▶ _Natural language region descriptions_
******************************

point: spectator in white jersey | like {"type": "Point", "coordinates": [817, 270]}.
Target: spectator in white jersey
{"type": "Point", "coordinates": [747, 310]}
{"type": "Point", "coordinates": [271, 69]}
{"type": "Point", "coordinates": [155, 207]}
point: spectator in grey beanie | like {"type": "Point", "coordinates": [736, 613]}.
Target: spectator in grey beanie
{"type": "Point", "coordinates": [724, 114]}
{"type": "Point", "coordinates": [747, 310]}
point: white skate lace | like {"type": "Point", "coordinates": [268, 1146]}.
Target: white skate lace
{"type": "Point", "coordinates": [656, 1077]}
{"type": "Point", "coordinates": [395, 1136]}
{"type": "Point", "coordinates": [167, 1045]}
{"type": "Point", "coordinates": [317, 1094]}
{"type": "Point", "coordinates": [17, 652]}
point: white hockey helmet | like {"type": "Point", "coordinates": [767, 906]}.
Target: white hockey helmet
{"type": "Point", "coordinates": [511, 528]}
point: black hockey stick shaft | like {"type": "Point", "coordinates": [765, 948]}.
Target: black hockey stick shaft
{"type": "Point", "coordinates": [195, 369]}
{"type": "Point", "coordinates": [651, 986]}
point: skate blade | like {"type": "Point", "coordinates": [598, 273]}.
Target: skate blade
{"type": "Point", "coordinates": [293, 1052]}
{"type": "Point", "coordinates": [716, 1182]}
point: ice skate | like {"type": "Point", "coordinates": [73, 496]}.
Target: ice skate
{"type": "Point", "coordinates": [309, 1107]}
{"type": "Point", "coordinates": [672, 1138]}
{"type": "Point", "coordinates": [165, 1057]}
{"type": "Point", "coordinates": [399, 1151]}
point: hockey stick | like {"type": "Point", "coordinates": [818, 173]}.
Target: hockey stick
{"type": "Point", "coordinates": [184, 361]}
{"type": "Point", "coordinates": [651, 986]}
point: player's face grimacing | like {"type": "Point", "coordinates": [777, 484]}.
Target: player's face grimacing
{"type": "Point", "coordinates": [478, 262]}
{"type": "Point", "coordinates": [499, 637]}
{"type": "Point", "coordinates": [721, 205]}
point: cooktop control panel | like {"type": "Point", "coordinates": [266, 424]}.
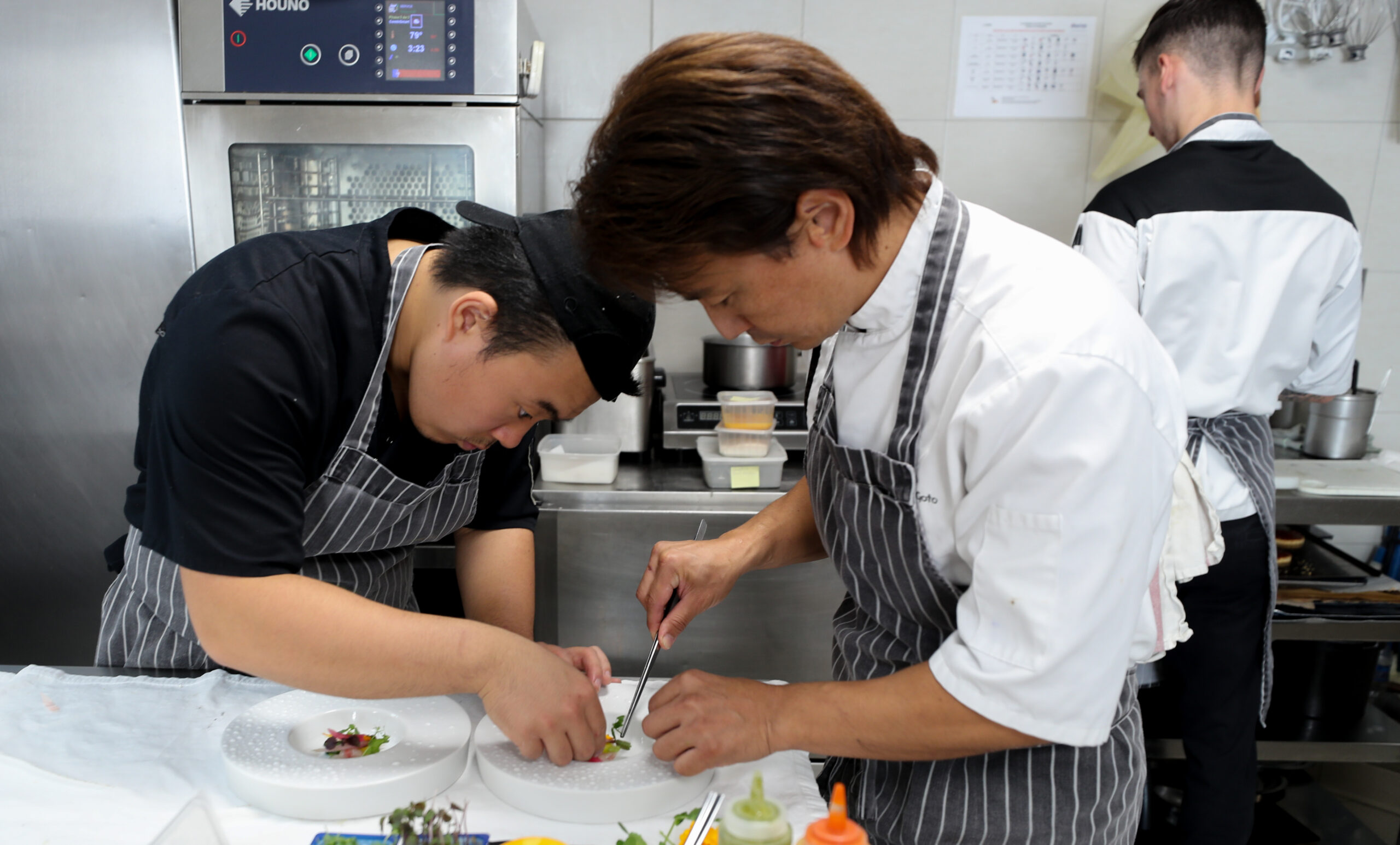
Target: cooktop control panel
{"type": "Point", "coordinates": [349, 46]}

******************************

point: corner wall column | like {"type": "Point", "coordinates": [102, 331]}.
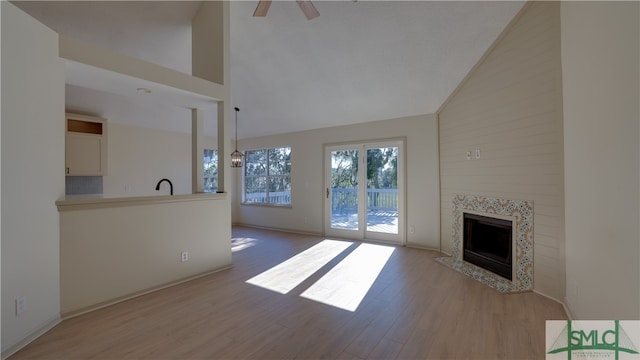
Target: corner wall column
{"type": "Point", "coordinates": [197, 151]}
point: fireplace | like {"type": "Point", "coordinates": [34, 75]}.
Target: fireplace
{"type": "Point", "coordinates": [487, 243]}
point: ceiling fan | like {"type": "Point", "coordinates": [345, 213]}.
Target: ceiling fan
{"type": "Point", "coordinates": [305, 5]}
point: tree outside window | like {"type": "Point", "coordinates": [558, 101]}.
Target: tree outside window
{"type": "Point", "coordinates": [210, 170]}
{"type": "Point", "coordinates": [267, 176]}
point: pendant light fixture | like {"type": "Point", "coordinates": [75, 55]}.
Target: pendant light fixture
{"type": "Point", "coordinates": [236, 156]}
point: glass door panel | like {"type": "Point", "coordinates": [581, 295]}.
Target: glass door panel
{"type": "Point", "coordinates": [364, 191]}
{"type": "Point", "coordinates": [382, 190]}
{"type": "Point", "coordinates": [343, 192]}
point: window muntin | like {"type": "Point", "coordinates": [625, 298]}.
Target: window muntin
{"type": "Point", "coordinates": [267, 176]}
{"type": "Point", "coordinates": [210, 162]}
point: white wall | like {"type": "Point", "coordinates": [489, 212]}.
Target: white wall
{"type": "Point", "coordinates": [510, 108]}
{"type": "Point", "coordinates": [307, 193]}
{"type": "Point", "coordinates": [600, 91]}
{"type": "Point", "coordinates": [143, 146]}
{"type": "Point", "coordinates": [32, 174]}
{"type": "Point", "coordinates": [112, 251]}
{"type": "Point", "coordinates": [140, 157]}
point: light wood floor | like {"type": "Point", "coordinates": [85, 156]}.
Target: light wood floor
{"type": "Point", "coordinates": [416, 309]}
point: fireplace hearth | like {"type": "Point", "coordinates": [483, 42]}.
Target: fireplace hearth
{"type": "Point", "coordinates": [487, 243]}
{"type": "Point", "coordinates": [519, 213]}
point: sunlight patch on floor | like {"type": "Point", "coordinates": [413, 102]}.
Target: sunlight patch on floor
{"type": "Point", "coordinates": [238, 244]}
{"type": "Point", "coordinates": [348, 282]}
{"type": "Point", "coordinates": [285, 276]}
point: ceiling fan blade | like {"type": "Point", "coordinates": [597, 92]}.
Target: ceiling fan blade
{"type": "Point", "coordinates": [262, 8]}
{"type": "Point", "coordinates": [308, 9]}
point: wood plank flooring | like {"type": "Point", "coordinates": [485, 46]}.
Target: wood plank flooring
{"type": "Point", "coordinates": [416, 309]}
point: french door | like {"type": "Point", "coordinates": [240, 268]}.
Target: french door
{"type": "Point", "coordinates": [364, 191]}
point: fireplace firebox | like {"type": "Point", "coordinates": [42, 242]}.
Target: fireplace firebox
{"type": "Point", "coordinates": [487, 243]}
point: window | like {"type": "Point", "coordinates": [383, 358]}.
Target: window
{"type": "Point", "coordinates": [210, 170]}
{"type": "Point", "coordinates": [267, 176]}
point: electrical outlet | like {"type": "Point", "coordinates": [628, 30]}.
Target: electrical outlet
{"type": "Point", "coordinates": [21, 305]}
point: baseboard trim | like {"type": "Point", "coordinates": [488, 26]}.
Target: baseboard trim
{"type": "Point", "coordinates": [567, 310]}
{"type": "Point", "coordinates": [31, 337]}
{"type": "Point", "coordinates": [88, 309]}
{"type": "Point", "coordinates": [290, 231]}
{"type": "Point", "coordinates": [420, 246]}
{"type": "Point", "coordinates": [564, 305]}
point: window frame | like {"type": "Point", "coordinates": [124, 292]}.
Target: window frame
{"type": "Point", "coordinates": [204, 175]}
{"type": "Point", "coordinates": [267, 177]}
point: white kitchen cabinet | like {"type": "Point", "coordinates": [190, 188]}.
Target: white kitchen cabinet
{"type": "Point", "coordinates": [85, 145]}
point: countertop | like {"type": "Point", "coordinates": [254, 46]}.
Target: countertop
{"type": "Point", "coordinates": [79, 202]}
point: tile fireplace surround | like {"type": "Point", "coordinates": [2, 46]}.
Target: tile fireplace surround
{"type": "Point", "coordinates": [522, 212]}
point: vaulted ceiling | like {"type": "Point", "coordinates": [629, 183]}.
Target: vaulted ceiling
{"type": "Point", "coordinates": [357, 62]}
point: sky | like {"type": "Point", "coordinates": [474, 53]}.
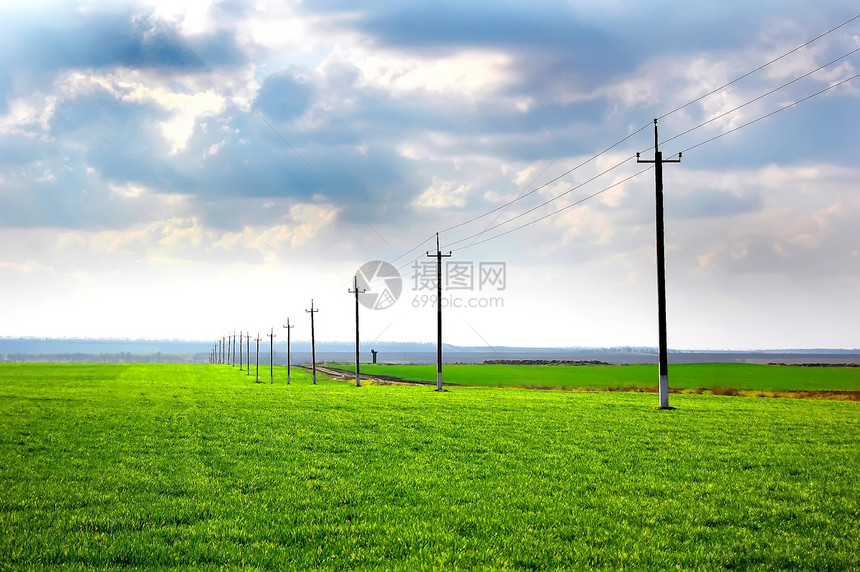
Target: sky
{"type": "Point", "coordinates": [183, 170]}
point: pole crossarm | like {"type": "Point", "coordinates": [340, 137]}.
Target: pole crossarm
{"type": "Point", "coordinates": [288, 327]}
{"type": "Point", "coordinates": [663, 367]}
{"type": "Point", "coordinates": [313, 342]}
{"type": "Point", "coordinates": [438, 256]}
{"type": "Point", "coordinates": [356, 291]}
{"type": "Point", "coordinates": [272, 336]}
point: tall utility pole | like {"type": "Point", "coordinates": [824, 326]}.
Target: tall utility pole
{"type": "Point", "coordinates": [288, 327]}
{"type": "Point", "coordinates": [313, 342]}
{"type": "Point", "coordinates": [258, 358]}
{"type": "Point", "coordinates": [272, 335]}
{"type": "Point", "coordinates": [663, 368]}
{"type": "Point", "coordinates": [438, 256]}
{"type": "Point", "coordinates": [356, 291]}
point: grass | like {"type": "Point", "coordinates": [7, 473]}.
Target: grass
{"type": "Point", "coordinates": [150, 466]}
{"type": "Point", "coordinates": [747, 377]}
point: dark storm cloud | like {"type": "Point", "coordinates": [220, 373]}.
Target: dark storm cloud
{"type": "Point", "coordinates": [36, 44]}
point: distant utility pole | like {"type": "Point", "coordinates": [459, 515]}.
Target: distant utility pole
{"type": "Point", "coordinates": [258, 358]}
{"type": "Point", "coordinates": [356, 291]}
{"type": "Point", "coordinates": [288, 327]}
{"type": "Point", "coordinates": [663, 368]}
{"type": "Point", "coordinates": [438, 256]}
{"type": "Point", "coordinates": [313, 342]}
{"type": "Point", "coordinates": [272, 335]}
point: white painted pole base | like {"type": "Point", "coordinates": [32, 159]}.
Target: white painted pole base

******************************

▶ _What is required_
An exact copy of the lines above between the line holding "point: spectator in grey" and the line holding "point: white skate", inclusive, is the whole answer.

▶ _Expected answer_
point: spectator in grey beanie | like {"type": "Point", "coordinates": [736, 613]}.
Target: spectator in grey beanie
{"type": "Point", "coordinates": [724, 114]}
{"type": "Point", "coordinates": [747, 310]}
point: white skate lace | like {"type": "Point", "coordinates": [268, 1146]}.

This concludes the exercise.